Para buscar na Justiça a defesa dos interesses da sociedade, a empresa pública precisa ter legitimidade e pertinência temática. Não basta ser uma empresa pública, mas ter como finalidade a defesa dos interesses difusos e coletivos. Esse foi o fundamento que o juiz Maurício Kato, da 21ª Vara Federal Cível de São Paulo, usou ao extinguir, sem análise de mérito, Ação Civil Pública da Sabesp contra empresas condenadas pelo chamado Cartel dos Gases.

A Sabesp (Companhia de Saneamento Básico do Estado de São Paulo) pedia que as empresas condenados por cartel fossem obrigadas a reparar danos patrimoniais e morais sofridos pela ela e seus consumidores. A empresa pública usa gases no processo de tratamento da água. Com o sobrepreço praticado pelo cartel, os serviços prestados tiveram um acréscimo, que foi repassado ao consumidor.

De acordo com a Lei da Ação Civil Pública, são legítimos para promover a ACP o Ministério Público, a União Federal, os estados, os municípios, as autarquias, as empresas públicas, as sociedades de economia mista e as associações civis. No caso específico das associações civis, elas precisam ter, entre suas finalidades institucionais, a proteção ao meio ambiente, ao consumidor, à ordem econômica, à livre concorrência ou ao patrimônio artístico, estético, histórico, turístico e paisagístico.

» **Amostra dos dados**:
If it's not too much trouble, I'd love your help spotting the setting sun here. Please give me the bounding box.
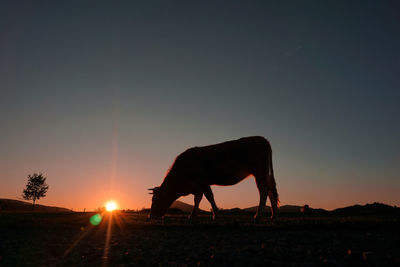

» **O que fazer**:
1. Responda, com base no texto sobre a ação da Sabesp:
(a) Qual juiz extinguiu a ação, e de qual vara?
(b) Em que processo a Sabesp usa gases?
(c) Quais finalidades institucionais as associações civis precisam ter para promover a ação civil pública?
2. Retome o texto sobre a ação da Sabesp e escreva a continuação a partir da última frase apresentada.
Não é preciso consultar a listagem.

» **Respostas por tarefa**:
1.
(a) O juiz Maurício Kato, da 21ª Vara Federal Cível de São Paulo.
(b) No processo de tratamento da água.
(c) Entre suas finalidades institucionais, precisam ter a proteção ao meio ambiente, ao consumidor, à ordem econômica, à livre concorrência ou ao patrimônio artístico, estético, histórico, turístico e paisagístico.

2.
Segundo o juiz Maurício Kato, o interesse da Sabesp é individual, e não difuso ou coletivo. "A autora pretende seu ressarcimento por eventuais danos materiais e morais pela comercialização de gases industriais em regime de cartel e, ainda que esse direito subjetivo caiba a outros interessados e legitimados, o pleito não extrapola a esfera privativa de seus titulares imediatos", destacou.

Kato, em sua decisão, afirmou que a Ação Civil Pública tem a função de defender os interesses sociais, individuais indisponíveis, difusos e coletivos. E de acordo com a Constituição Federal, o Ministério Público é legítimo para usá-la. "Não ficou demonstrado o legítimo interesse jurídico da Sabesp na causa, já que sua finalidade institucional não corresponde à legitimidade para ajuizar Ação Civil Pública na defesa de direito difuso ou coletivo", disse Kato.

De acordo com o advogado Fabricio Cobra Arbex, do escritório Ferraz de Camargo e Cobra Advogados, o juiz foi rigoroso ao considerara que a Sabesp não é parte legítima para entrar com Ação Civil Pública em defesa de direitos difusos e coletivos. Segundo o advogado, ele aplicou a especificidade das associações às empresas públicas. "No caso da legitimação de empresa pública, a lei não exige a pertinência temática. Dessa forma, não cabe ao intérprete exigir o que a lei não exige, além do fato da empresa pública ter presunção de boa-fé. A diferenciação na lei foi inserida para evitar que uma associação seja constituída apenas com a finalidade de ingressar com Ação Civil Pública."

Arbex explica o Judiciário utiliza duas interpretações e o assunto ainda não está consolidado. Primeiro: a temática deve estar presente apenas para as associações, "como pretendeu o legislador a fim de evitar o uso abusivo delas", diz o advogado. Entretanto, o entendimento aplicado por Maurício Kato também é aceito, "de que as especificidades das associações também se aplicam às empresas públicas".

A reportagem da ConJur entrou em contato com a Sabesp, mas a empresa, através de sua Assessoria de Imprensa, disse que não irá se manifestar sobre o caso.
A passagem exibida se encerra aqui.